In the drama school blog post below, whose monologue was performed from the stage of Shakespeare's Globe Theatre?

• **Source excerpt**:
════
Monday, 30 January 2012

2.2 Tae Be Or No Tae Be

So what did I do on Burns’ Night this year? Well, actually I was performing on the stage of Shakespeare’s Globe Theatre! Our Voice teacher just happens to be the Voice Coach at the Globe (I know!) so he took us on a little school trip to explore the space and have a go delivering a Shakespeare monologue from the stage. So fun! I did a dramatic belter, where King Claudius calls upon England to help him kill Hamlet. It’s such an inspiring space to perform in; being all at once grand and intimate, cosmic and personal. And we were the first year group of this course to be given this opportunity. I feel very privileged, and now I want to do Shakespeare too!

Speaking of privileged. My great friend Murdo Macleod and his Hungarian fiancĂ© Csilla came to stay this week. He asked me if I’d be his best man at the wedding in October! I seem to remember I had a miniature fit of joy before expressing my willingness. The ceremony will be in Hungary and my speech will be translated line-by-line, which should have an interesting effect on the jokes. I’m tremendously excited. It’s all happening this year…

We have a new Dance teacher who is very- erm… well, shall we say, he’s very good at telling us about himself. It is a very impressive CV to be fair. He’s responsible for choreographing the wand fight in Order of the Phoenix along with pretty much every dance scene in any BBC period drama in the last ten years, apparently. He is a darn good teacher. We’re learning Merengue, Jive, Schottische, a bit of Baroque, and maybe some Tango. Lovin’ it!

On Friday we had an Industry Day where we got to attend a Q&A with two Agents then two Casting Directors and finally two Actors. It was really useful to make contact with the industry, so to speak, and got me thinking about life after drama school and what I need to do to prepare for that. One of the Casting Directors said an encouraging thing. She said there’s too much sensationalist stuff performed at showcases and not enough classical scenes. In short, too much swearing! I loved that, and I quite agree. If I get to do a theatre showcase I plan on doing a scene from a classical text.
════
• **Stored records**:

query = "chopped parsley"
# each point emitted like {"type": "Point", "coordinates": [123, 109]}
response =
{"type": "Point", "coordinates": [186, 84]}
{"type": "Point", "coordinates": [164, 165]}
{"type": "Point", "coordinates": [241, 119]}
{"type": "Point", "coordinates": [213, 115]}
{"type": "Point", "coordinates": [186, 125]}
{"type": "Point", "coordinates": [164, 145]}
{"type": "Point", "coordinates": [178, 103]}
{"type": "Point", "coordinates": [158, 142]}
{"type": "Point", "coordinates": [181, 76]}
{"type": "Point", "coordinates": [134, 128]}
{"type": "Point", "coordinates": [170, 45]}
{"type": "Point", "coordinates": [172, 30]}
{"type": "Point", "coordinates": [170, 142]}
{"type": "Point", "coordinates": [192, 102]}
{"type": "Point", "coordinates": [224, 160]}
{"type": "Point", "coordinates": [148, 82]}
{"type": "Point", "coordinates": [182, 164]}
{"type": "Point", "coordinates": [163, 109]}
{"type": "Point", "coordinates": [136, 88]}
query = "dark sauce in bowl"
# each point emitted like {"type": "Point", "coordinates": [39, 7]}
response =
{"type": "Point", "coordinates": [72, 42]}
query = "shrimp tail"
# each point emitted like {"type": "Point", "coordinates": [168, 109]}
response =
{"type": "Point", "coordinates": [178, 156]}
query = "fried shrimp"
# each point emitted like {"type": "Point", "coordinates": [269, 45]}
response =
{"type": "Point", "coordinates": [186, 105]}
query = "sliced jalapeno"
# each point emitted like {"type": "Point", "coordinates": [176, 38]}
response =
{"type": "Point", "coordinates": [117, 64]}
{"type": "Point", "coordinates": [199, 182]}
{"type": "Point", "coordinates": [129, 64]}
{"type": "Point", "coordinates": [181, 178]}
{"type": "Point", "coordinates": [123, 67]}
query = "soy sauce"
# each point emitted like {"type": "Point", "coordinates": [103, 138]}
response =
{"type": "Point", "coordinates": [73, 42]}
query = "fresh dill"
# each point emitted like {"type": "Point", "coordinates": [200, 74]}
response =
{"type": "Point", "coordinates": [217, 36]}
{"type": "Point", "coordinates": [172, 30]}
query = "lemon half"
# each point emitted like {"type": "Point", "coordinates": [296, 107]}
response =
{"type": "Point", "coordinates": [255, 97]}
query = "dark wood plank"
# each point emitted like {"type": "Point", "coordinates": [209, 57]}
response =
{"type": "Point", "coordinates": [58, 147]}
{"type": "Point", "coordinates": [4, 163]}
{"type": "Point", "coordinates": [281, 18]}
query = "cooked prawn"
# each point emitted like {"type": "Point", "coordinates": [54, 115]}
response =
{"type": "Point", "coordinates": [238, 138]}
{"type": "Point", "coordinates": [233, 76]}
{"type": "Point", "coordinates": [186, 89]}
════
• **Full solution**:
King Claudius's, in which he calls upon England to help him kill Hamlet.